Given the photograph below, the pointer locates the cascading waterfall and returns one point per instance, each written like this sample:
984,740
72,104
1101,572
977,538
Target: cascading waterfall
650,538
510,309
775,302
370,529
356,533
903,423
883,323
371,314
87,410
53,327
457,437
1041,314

◇ ◇ ◇ ◇

* [What the task requires]: When you answer, repeat each entry exactly as it appears above.

* [Expected output]:
Given the photograph below, the pointer locates the cascading waterfall and returns one point per instance, each written like this sample:
984,740
72,104
1101,572
977,538
Target: cascading waterfall
650,538
510,309
775,302
370,529
356,533
903,423
883,323
371,314
87,410
53,327
457,437
1041,314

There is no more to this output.